● Excerpt:
# Cxbx-Reloaded Original Xbox Emulator Gets Official 0.1 Release



## Deleted User (Jul 13, 2018)

If you have ever closely followed the Original Xbox scene at any point, you may be aware that emulation for the console is not as up-to-scratch as its competitors.
However, in 2016, developer LukeUsher began a fork of the original Cxbx project (an emulator dating all the way back to 2002) initially to add 64-bit support, but eventually continued to add more fixes and improvements to the point where a brand-new, modern version of the emulator had been initiated, essentially 'rebooting' the project under the alias "Cxbx-Reloaded".

Now 2 years on, Cxbx-R has silently become capable of booting and playing more titles than it ever has before thanks to the efforts of the small Xbox emulation community.
Among some of the most notable Xbox titles working/partially-working through the emulator are Jet Set Radio Future, Burnout, Panzer Dragoon: ORTA, Shenmue 2, Smashing Drive, Dead or Alive 3, Unreal Championship, Unreal II, and the Xbox Dashboard, amongst many other playable/booting games with slight issues of varying degrees of severity.

● Problems to solve:
• A. Reproduce, without alteration, the portion of the entries that opens with the line containing "Tag black and" and closes with the line containing "457 160 483 223", including both of those lines.
• B. Continue the post about the Cxbx-Reloaded 0.1 release from the point at which it stops.

(Collected data entries)
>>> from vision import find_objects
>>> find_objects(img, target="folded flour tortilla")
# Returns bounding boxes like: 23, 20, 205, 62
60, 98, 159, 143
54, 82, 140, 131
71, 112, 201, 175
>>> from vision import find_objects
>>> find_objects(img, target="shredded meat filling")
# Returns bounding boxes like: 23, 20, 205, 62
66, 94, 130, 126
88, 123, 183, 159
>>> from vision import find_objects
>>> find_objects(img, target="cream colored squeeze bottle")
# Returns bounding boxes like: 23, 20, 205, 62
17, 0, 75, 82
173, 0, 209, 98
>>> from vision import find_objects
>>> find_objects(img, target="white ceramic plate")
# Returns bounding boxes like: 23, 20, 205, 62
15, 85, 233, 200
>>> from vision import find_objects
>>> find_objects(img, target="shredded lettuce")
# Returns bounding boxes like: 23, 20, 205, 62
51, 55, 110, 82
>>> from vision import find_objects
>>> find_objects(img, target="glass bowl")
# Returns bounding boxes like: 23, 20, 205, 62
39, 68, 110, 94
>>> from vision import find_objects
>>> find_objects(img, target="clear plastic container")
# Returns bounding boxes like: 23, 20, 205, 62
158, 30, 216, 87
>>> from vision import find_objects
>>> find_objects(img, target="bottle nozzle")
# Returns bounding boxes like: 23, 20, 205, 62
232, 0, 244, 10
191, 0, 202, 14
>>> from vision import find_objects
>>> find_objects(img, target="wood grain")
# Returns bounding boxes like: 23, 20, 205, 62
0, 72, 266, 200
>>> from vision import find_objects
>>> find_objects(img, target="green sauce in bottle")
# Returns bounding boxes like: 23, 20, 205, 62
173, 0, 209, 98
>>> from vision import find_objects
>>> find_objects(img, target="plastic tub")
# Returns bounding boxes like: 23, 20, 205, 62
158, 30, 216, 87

---

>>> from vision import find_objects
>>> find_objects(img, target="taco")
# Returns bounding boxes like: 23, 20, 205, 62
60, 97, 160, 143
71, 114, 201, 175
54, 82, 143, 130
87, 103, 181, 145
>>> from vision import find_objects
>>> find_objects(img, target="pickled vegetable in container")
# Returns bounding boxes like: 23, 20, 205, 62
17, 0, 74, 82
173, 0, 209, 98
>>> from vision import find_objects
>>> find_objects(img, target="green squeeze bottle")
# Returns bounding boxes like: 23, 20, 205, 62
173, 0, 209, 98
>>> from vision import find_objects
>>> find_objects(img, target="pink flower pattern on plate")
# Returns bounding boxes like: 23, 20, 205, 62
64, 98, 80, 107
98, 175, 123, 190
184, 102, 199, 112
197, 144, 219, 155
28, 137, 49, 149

==

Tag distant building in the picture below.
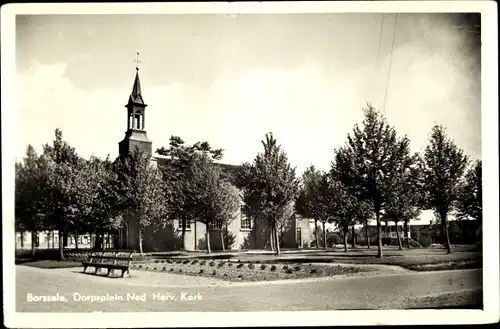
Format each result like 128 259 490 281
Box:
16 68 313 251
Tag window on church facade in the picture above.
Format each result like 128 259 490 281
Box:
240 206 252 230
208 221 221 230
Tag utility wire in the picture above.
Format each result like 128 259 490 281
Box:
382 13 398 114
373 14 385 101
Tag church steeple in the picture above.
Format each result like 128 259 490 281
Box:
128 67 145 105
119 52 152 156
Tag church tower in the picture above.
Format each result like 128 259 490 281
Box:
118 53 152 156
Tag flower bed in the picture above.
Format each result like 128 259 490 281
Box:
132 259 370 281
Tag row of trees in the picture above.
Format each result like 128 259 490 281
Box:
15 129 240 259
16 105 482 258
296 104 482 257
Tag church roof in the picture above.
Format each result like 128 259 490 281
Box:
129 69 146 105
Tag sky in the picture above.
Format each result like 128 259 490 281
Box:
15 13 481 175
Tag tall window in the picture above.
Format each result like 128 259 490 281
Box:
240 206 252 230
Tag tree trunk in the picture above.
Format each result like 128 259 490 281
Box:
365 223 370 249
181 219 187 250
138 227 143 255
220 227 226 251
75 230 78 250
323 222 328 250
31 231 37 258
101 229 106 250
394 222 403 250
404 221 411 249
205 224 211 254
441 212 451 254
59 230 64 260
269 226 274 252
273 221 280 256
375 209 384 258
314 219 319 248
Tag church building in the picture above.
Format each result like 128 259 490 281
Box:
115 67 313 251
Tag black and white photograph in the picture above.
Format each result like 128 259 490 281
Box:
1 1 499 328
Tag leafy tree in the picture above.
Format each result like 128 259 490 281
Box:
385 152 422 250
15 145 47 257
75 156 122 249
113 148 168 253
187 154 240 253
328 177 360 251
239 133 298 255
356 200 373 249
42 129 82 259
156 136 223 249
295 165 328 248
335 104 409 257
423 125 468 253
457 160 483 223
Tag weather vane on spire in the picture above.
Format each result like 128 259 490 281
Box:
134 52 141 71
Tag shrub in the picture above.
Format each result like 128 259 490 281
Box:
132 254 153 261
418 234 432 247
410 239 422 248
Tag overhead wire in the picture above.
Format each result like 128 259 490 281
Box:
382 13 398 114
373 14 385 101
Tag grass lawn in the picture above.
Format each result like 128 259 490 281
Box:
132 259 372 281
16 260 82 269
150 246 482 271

● Written answers:
• A.
Tag black and white photograph in the picture above.
Format each result like 128 259 490 281
Box:
1 1 499 328
Tag leafy tree in the picture above.
Format each result like 128 259 490 281
Box:
385 152 422 250
15 145 47 257
75 156 122 249
113 148 168 253
187 154 240 253
328 177 360 251
239 133 298 255
356 200 373 249
42 129 82 259
156 136 223 249
295 165 328 248
335 104 409 257
423 125 468 253
457 160 483 223

• B.
As a result of this large spike of games now becoming increasingly playable, the project has come out of alpha stage, and is now officially released on its official Github page, marked version 0.1.

This is the first official release of Cxbx-Reloaded!

Sorry, no change-log this time: As we have never made a stable release in the past, such a change-log would need to cover two years of history, that's a little to big to manage.

We'll make sure to give proper change-logs for all future updates.
 Release on Github
 Game Compatibility


----------



## TotalInsanity4 (Jul 13, 2018)

Now if only Cen64 could get the same treatment


----------



## DinohScene (Jul 26, 2018)

That's actually pretty neat!


----------



## MrCokeacola (Jul 26, 2018)

As a long time member of the xbox scene I can finally say. Bout time.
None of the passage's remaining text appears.